• [PROVIDED TEXT]
Effects on Series J Senior Convertible Preferred
Stock
The
Reverse Stock Split will not directly affect the number of outstanding shares of Series J Senior Convertible Preferred Stock. However,
following the Reverse Stock Split, the conversion ratio of the Series J Senior Convertible Preferred Stock will be proportionally adjusted.
Each share of Series J Senior Convertible Preferred Stock, which is currently convertible into 100,000 shares of common stock, will become
convertible into 20 shares of common stock following the Reverse Stock Split. The aggregate number of shares of common stock issuable
upon conversion of all outstanding Series J Senior Convertible Preferred Stock will be reduced from 11,042,400,000 shares to approximately
2,208,480 shares.
6.
Effects on Warrants and Other Convertible Securities
The
exercise price and number of shares issuable upon exercise of any outstanding warrants, options, or other convertible securities will
be proportionally adjusted to reflect the Reverse Stock Split in accordance with their respective terms.

• [DATA ENTRIES]
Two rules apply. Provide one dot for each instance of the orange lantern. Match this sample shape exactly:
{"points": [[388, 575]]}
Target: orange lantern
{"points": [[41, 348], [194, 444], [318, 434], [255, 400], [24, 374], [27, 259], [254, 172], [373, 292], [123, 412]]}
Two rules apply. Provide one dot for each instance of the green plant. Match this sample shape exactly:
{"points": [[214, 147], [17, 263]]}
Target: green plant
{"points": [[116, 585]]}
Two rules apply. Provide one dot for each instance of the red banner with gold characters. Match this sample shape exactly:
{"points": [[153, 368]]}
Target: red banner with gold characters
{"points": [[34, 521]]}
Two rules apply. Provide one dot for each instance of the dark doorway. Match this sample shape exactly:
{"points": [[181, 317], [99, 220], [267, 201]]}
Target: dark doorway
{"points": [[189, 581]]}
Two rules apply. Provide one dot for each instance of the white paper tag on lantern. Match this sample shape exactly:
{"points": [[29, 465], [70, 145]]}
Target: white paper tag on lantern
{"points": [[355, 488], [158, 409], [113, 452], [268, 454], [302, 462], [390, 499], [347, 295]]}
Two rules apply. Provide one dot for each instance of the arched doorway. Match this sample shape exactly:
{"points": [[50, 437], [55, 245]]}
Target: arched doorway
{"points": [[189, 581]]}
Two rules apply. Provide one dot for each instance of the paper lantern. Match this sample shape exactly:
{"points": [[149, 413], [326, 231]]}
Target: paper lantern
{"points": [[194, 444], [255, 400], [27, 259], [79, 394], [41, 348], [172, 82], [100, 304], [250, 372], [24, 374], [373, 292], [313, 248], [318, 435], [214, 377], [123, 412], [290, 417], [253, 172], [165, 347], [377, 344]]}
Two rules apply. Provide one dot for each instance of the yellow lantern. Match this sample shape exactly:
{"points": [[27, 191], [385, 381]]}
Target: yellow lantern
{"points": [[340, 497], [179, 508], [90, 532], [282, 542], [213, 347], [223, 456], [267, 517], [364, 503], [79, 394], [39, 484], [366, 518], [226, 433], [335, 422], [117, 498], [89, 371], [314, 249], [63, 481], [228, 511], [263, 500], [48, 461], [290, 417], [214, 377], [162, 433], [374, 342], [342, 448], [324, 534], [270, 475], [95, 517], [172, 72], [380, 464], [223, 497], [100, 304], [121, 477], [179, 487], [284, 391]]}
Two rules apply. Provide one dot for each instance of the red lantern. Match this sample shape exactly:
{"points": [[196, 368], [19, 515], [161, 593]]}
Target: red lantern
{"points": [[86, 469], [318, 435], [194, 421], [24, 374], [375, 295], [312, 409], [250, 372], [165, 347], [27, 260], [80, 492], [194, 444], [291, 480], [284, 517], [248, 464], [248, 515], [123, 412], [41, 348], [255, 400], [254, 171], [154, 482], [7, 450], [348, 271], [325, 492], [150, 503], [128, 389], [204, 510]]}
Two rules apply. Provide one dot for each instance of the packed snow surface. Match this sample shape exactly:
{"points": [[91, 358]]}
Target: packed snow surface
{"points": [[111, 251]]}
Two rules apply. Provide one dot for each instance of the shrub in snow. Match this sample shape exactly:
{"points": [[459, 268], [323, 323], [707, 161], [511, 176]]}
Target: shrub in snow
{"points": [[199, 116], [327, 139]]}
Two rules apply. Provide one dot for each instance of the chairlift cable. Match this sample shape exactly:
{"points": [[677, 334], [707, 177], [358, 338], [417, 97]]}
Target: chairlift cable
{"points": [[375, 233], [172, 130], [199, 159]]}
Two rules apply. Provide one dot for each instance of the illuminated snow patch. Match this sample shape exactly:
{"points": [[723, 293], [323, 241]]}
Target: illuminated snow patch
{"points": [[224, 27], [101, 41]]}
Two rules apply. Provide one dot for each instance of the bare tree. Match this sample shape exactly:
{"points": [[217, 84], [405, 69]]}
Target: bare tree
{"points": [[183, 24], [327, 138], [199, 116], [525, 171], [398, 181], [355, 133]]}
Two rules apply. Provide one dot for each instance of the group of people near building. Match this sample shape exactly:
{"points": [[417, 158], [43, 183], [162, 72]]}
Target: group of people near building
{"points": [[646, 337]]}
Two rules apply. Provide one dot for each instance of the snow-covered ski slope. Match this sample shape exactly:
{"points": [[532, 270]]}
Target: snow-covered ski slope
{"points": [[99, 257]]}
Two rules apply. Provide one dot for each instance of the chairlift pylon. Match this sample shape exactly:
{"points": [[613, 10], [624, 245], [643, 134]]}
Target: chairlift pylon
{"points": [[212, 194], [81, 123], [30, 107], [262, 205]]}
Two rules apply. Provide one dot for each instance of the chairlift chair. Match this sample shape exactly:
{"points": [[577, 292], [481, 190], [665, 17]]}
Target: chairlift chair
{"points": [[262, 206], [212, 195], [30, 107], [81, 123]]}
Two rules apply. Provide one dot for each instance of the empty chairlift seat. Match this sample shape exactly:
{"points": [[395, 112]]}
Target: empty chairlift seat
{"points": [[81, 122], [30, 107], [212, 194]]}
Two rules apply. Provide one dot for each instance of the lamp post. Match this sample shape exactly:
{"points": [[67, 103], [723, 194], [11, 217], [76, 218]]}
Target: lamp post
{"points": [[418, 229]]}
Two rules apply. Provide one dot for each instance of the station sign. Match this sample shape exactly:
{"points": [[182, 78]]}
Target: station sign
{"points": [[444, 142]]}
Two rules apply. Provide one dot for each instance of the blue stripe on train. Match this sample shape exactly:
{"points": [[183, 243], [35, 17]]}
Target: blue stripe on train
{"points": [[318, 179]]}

• [PROMPT A]
List each number of shares of common stock that the reverse stock split text gives, with the situation each one describes.
• [PROMPT B]
Write the next part of the reverse stock split text, picking up after its final sentence.

• [TASK RESULT A]
- 100,000 shares: what each share of Series J Senior Convertible Preferred Stock can be converted into now
- 20 shares: what each share of Series J Senior Convertible Preferred Stock can be converted into after the Reverse Stock Split
- 11,042,400,000 shares: the total that could be issued on conversion of all outstanding Series J Senior Convertible Preferred Stock before the Reverse Stock Split
- approximately 2,208,480 shares: that same total after the Reverse Stock Split

• [TASK RESULT B]
7.
No Change in Par Value
The
proposed Reverse Stock Split will not affect the par value of the Company’s common stock, which will remain $0.001 per share.
8.
Accounting Matters
The
Reverse Stock Split will not affect the Company’s total stockholders’ equity. Following the Reverse Stock Split, per share
net income or loss and net book value will be increased because there will be fewer shares of common stock outstanding. The Company does
not anticipate that any other material accounting consequences would arise as a result of the Reverse Stock Split.
9.
Procedure for Effecting the Reverse Stock Split
If
the Reverse Stock Split is approved by stockholders, the Company will file a Certificate of Amendment to the Articles of Incorporation
with the Secretary of State of the State of Nevada. The Reverse Stock Split will become effective upon the filing of such Certificate
of Amendment or at such later date and time as specified therein (the “Effective Time”). The Board reserves the right to
abandon the Reverse Stock Split at any time prior to the Effective Time if it determines that the Reverse Stock Split is no longer in
the best interests of the Company and its stockholders.
10.
Treatment of Fractional Shares
No
fractional shares of common stock will be issued in connection with the Reverse Stock Split. Any stockholder who would otherwise be entitled
to receive a fractional share as a result of the Reverse Stock Split will automatically have their fractional share rounded up to the
nearest whole share of common stock.
11.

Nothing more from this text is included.